Go through the data below and transcribe it exactly. Omit the images.

EXERCISE INPUT =
+++
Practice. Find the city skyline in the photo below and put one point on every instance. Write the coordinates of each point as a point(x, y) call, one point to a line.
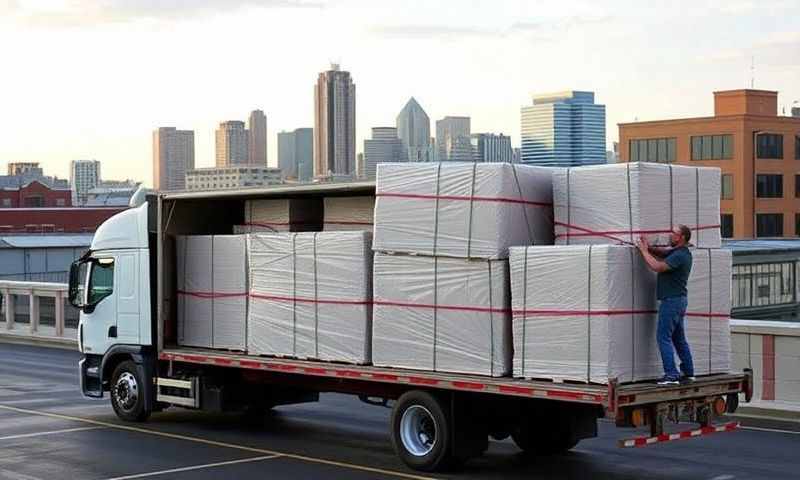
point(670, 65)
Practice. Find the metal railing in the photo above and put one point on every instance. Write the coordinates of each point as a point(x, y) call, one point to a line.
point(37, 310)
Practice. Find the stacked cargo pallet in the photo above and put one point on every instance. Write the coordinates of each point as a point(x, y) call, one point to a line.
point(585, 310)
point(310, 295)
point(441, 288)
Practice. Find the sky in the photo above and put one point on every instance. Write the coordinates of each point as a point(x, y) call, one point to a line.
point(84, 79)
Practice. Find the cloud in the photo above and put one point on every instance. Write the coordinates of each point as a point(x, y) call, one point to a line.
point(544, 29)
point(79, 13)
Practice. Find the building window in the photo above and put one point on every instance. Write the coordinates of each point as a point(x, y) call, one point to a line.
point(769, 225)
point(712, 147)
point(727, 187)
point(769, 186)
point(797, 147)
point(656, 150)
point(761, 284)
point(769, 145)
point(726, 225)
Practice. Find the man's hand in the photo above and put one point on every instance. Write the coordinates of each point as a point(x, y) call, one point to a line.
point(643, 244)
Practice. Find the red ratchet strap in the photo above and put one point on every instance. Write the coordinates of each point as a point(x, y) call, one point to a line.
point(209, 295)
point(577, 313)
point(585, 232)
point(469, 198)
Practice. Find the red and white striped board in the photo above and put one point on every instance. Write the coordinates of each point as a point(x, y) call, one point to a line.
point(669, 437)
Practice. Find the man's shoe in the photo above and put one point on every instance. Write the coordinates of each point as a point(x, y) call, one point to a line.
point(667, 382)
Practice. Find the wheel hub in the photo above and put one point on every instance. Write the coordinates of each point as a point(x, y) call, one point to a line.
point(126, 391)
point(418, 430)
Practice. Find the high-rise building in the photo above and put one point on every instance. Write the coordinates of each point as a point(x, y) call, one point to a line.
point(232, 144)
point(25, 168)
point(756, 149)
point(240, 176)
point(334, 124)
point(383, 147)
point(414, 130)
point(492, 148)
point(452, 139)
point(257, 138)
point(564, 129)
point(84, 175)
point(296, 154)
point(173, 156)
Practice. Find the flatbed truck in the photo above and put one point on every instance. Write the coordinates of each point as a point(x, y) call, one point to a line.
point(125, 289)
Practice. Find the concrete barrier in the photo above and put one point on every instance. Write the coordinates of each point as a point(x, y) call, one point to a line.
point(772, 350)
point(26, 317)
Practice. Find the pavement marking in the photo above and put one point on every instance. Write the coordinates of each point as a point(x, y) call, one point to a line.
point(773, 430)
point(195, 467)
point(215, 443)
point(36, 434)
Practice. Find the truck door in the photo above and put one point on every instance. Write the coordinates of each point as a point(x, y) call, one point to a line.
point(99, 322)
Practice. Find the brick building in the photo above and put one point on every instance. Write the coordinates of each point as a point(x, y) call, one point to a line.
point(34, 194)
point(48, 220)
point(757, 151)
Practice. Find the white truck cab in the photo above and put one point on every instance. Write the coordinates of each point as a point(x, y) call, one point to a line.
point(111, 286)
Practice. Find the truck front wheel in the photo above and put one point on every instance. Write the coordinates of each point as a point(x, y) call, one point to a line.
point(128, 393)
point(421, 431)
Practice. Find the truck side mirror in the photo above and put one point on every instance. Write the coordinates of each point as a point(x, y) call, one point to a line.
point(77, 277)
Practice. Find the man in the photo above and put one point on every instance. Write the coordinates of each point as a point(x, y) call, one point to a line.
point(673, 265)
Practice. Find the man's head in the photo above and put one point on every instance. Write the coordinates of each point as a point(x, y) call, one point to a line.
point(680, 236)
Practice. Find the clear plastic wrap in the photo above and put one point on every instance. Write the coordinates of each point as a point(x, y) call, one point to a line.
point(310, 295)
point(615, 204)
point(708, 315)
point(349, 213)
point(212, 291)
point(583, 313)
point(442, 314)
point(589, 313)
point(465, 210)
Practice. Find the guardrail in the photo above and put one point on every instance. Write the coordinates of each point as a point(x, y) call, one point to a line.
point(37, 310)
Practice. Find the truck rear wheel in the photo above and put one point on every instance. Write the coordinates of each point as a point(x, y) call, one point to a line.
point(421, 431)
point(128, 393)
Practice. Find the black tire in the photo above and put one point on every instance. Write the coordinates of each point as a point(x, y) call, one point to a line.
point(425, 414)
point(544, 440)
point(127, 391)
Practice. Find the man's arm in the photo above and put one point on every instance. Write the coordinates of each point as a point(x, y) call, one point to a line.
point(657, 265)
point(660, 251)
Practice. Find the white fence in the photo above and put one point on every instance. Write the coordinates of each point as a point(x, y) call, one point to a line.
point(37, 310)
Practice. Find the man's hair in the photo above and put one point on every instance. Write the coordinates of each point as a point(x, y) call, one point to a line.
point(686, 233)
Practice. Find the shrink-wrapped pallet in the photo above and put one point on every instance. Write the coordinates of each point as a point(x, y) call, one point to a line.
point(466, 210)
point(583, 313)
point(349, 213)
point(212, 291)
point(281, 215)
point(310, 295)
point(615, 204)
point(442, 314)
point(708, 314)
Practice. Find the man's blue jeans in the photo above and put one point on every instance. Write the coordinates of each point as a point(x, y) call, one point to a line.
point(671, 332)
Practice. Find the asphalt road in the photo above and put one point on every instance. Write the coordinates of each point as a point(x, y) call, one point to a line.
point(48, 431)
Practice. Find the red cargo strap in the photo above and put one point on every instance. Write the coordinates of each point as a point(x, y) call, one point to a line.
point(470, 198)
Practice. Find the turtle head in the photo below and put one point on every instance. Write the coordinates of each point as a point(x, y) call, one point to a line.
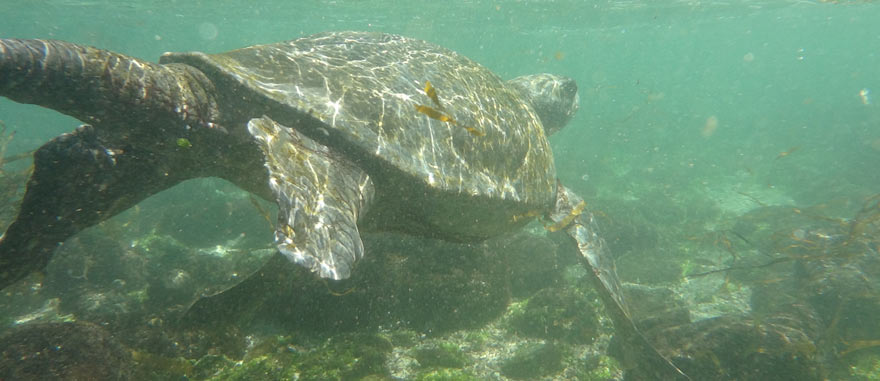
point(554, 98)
+++
RESULT OF THE EXERCISE =
Practice. Find the city skyline in the photo below and put one point on every instance. Write the coordinates of each point as a point(x, y) call, one point to a line.
point(670, 65)
Practice. Find the metal railing in the photo above and put one point on every instance. Write the coordinates of each point as a point(x, y) call, one point to a line.
point(37, 310)
Practice. Find the stacked cargo pallet in the photo above and put one point on every instance. Write the coordinates of each point as a point(x, y) call, one point to a line.
point(585, 310)
point(310, 295)
point(441, 288)
Practice. Find the sky in the photo above and put one point on every instance. Write the coordinates of each point as a point(x, y) call, one point to a line.
point(84, 79)
Practice. Find the cloud in the photo above and put one point on every instance. Write the coordinates of each point as a point(x, y) call, one point to a line.
point(544, 29)
point(79, 13)
Practice. Find the building window in the photo above and put one point on every instance. Write the coordinates of each point as a point(x, y) call, one point to a line.
point(769, 225)
point(712, 147)
point(727, 187)
point(769, 186)
point(797, 147)
point(656, 150)
point(761, 284)
point(769, 145)
point(726, 225)
Practice. Find the man's hand in the photo above and put one point on every instance. Write the coordinates of each point as a point(x, y) call, one point to a line.
point(643, 244)
Practice. Find the red ratchet strap in the photo above and put one point on every instance. Write the coordinates of each point as a point(x, y) call, one point to a line.
point(209, 295)
point(577, 313)
point(585, 232)
point(469, 198)
Practice. Find the red and white striped board in the photo above and put one point on every instance. Write the coordinates of each point as a point(x, y) call, one point to a line.
point(669, 437)
Practice. Find the man's shoe in the photo above and put one point on every instance. Write the coordinates of each point as a point(x, y) call, one point to a line.
point(667, 382)
Practice. Find the wheel hub in the photo above and put one point on every instance. Write the coordinates of each point as a point(x, y) call, one point to a line.
point(126, 391)
point(418, 430)
Practice. Find the high-rise building in the photo above and put one point on every instance. Write the coordinates of each point as a point(x, y) call, one point to a line.
point(232, 144)
point(25, 168)
point(756, 149)
point(240, 176)
point(334, 124)
point(383, 147)
point(414, 130)
point(492, 148)
point(452, 139)
point(257, 138)
point(564, 129)
point(84, 175)
point(296, 154)
point(173, 156)
Practice. Find the flatbed truck in the photo above and put one point on every instance. Write the coordinates of each point as a point(x, y) call, one point to a line.
point(125, 289)
Practice. Find the concrete barrier in the photo above and put one point on every instance. Write the coordinates of each point as a point(x, y) call, one point to a line.
point(772, 350)
point(26, 317)
Practice. Find the pavement marking in the photo above and put one point on every instance. Write the coordinates of each point as a point(x, y) call, one point to a line.
point(773, 430)
point(195, 467)
point(215, 443)
point(36, 434)
Practice. Find the truck door in the photo above and put one point on every instance. Write the coordinates of each point as a point(x, y) call, one point to a line.
point(99, 322)
Practice. Find the brick building in the photo above and put one point on every instance. Write the coordinates of each point as a point(x, y) call, one point to a line.
point(34, 194)
point(48, 220)
point(757, 151)
Practice. Find the white truck cab in the photo above and put one point on every instance. Write the coordinates of each point as a point(x, y) call, one point to a line.
point(111, 286)
Practice. Find the truck front wheel in the photo above and put one point on every instance. Write the coordinates of each point as a point(x, y) call, one point to a line.
point(128, 393)
point(421, 431)
Practice. Find the truck side mirror in the photo above and put one point on every instance. Write the coordinates of each point as a point(x, y) call, one point to a line.
point(77, 277)
Practice. Find the man in the photo above and put one point on every instance. Write the coordinates of each point as a point(x, y) call, one point to a line.
point(673, 265)
Practice. Find the man's head in the photo above and put one point on every instance. Write the coordinates of each point as a point(x, y) call, one point to a line.
point(680, 236)
Practice. Find the clear plastic wrap in the photo above and put one point on every instance. Write the coordinates of each point as a point(x, y) call, one point to a line.
point(310, 295)
point(615, 204)
point(708, 315)
point(349, 213)
point(212, 291)
point(583, 313)
point(442, 314)
point(589, 313)
point(465, 210)
Practice. Find the guardrail in the photo above and put one point on every instance. Write the coordinates of each point as a point(x, y) call, one point to a line.
point(37, 310)
Practice. Find the truck rear wheel in the photo above and put one point on every instance. Write the coordinates of each point as a point(x, y) call, one point to a line.
point(421, 431)
point(128, 393)
Practice. Find the black tire in the photo above and put one point on every instance. Write the coordinates of each point as a point(x, y) call, one point to a line.
point(425, 414)
point(544, 440)
point(127, 391)
Practice. Find the man's arm in the photo above and put one point on every instance. Write the coordinates of each point as a point(x, y) call, one point to a line.
point(657, 265)
point(660, 251)
Practice. Find the white fence in the photo above and put one point on every instance. Write the coordinates of each point as a point(x, y) call, one point to a line.
point(37, 310)
Practice. Find the man's hair in the photo above and put one point on every instance. Write the coordinates of each point as a point(x, y) call, one point to a line.
point(686, 233)
Practice. Find the shrink-wrapped pallet in the photo above and put one point on every instance. Write the coordinates of each point as a point(x, y) call, one point to a line.
point(466, 210)
point(583, 313)
point(349, 213)
point(212, 291)
point(281, 215)
point(310, 295)
point(615, 204)
point(442, 314)
point(708, 314)
Practice. Find the man's blue jeans in the photo above and put one point on every instance. Write the coordinates of each point as a point(x, y) call, one point to a line.
point(671, 332)
Practice. Find the asphalt road in the photo above and put one point on every instance. Write the coordinates of each point as a point(x, y) call, one point to a line.
point(48, 431)
Practice. Find the red cargo strap in the photo above and put one point on every instance. Write the coordinates of each point as a point(x, y) call, one point to a line.
point(470, 198)
Practice. Find the turtle head in the photo below and put one point on every instance. Write the coordinates of each point as a point(x, y) call, one point to a line.
point(554, 98)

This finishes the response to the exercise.